--- Start of Exercise material ---

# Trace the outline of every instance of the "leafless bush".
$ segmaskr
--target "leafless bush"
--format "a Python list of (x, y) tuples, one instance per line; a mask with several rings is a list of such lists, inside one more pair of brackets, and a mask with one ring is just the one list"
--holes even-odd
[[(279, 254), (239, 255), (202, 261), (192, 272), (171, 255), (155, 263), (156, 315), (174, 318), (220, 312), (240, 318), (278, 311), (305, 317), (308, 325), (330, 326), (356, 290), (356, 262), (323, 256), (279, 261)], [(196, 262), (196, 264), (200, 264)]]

--- End of Exercise material ---

» What needs to be done: How many lines in the entries above contain the string "instance", matching capitalization exactly? Reply with the number alone.

» The result: 2